> **EXERCISE DATA**
###

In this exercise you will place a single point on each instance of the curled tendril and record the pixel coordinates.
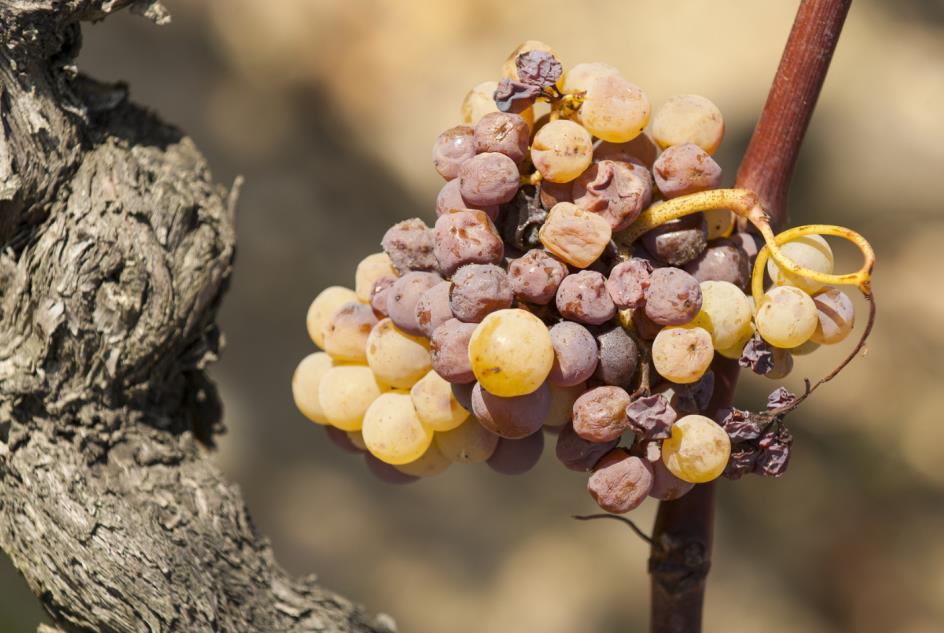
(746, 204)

###

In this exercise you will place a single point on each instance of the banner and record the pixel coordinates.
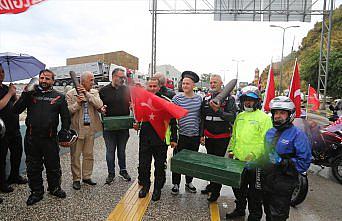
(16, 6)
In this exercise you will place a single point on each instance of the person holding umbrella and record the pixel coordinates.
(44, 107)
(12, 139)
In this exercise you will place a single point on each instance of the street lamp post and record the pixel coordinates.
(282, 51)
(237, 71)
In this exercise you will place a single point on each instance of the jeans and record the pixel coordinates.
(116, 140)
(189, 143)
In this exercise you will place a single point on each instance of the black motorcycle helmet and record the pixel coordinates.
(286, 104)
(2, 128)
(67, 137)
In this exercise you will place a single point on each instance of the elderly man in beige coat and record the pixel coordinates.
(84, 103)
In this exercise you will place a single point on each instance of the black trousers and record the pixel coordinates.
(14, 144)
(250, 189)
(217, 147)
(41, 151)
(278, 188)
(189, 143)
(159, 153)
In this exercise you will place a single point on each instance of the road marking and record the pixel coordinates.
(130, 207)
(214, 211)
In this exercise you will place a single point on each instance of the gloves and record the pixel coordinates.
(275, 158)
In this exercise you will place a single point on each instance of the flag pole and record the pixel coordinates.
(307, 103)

###

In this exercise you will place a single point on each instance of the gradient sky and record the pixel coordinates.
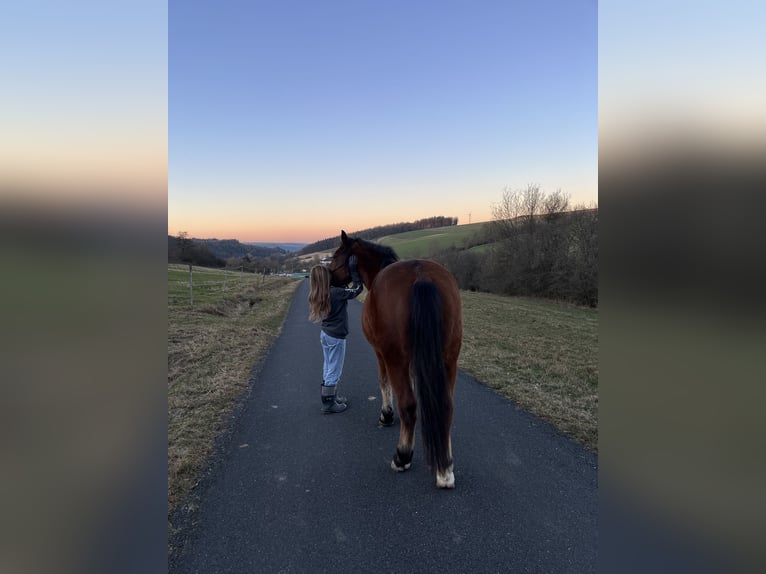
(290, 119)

###

> **TASK GOAL**
Collect every line of the data above that contains the word "black", and copy each of those lines in full.

> **EXERCISE RESPONSE**
In this exercise you will place a single point on each instance of the black motorcycle helmet and record the pixel coordinates.
In this exercise you will place a single point on each instance of the black trousers and record the pixel coordinates.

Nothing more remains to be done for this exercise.